> _REQUIREMENTS_
1 – In the travel account, how many captured Germans were held in the cave that night?
2 – Reproduce the travel account word for word, starting at "Finally, we drove" and ending at "not yet ripe.".
3 – Carry on the travel account from its final sentence.

Our next stop, across the valley, was the large cave called “Spilia tou Godzi” where the captured soldiers were held that night. Giannis said that when they were cornered behind the Long Stone, the Germans had shot off flares, hoping to alert their comrades on the other side of the mountain. The Resistance didn’t know whether the flares had been seen or not, so they crossed the valley to hide from possible pursuit. I imagine they also did not want to leave behind more bodies in plain sight. The captured Germans, sixteen of the original 32, were tied up wearing nothing but their underwear. The Resistance had uses for their uniforms, as it had for their weapons. Dagmar’s flowery dress did not seem ideal for fighting one’s way through the brambles and up the slope to the mouth of the cave, but she was game and she made it, smiling.

Finally, we drove further up the valley, away from the village, to the house of a man who knew how to find the sinkhole. The Gatsiopoulos family is one of the last independent cheese- and yogurt makers in the area; most of the shepherds sell their milk to a local manufacturer who is also suspected of helping monopolize the village’s water supply. (The water supply, dwindling and no longer deemed drinkable, has been an issue for years.) We were treated to cold water and fresh cheese. Then those who could fit piled into the back of the truck and headed out. At first it was highway, then it was a dirt track, with bushes pressing up against it. One patch was full of blueberries that looked almost supernaturally blue, but we were told they were not yet ripe.

> _RECORDED INFORMATION_
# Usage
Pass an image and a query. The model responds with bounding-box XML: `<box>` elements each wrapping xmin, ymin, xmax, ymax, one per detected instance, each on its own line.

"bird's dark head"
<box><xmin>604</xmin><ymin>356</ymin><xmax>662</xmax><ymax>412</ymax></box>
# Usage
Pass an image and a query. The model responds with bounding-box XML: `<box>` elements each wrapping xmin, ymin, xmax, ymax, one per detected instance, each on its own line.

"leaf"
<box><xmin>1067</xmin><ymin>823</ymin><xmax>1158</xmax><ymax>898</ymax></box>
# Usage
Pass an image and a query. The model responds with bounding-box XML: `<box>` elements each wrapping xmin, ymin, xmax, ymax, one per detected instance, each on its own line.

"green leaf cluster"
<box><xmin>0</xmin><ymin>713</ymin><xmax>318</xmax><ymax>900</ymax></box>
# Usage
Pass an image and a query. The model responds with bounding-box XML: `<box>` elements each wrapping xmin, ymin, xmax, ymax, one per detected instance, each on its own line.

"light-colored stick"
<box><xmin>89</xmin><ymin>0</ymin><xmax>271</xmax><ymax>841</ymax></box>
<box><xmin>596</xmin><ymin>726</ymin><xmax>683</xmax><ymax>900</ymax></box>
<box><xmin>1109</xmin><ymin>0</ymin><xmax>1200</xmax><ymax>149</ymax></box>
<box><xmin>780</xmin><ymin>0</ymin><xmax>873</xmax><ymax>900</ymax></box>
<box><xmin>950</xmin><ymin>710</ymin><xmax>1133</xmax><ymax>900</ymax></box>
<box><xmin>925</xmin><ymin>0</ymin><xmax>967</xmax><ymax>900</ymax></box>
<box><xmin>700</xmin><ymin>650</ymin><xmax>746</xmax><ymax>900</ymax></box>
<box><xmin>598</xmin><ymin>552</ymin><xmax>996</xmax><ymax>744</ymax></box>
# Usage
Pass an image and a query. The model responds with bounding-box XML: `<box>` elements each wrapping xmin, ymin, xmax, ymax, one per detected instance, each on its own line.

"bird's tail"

> _ANSWERS PER TASK_
1 – Sixteen of the original 32.

2 –
Finally, we drove further up the valley, away from the village, to the house of a man who knew how to find the sinkhole. The Gatsiopoulos family is one of the last independent cheese- and yogurt makers in the area; most of the shepherds sell their milk to a local manufacturer who is also suspected of helping monopolize the village’s water supply. (The water supply, dwindling and no longer deemed drinkable, has been an issue for years.) We were treated to cold water and fresh cheese. Then those who could fit piled into the back of the truck and headed out. At first it was highway, then it was a dirt track, with bushes pressing up against it. One patch was full of blueberries that looked almost supernaturally blue, but we were told they were not yet ripe.

3 –
The area of the northern Peloponnese where Psari is located is mountainous. A great deal of water flows down from these mountains, much of it underground. The sinkhole, we are told, is an effect of several underground streams converging. The spot seems magical– deeply green, with trees and a lake, blocked off now by a small dam. The sinkhole itself is surrounded by concrete and studded with rusting metal bars. The concrete wasn’t there in 1944. But standing at the edge you can still look down and see what they would have seen: an uneven, rocky-walled hole that quickly goes dark and seems bottomless. It would have been a beautiful place to die, as someone remarked, if that sort of thing matters.

Thomas did not talk a lot about what he was thinking or feeling in Psari. Like his wife and mother-in-law, he was friendly, straightforward, and articulate, but he did not seem eager to broach the largest subjects. In exchanges with Giannis before the visit, he had expressed shame at the German occupation of Greece during the war and also at Germany’s treatment of Greece during the recent financial crisis. About the manner and meaning of his grandfather’s death, he said, very naturally, that he would need time to digest.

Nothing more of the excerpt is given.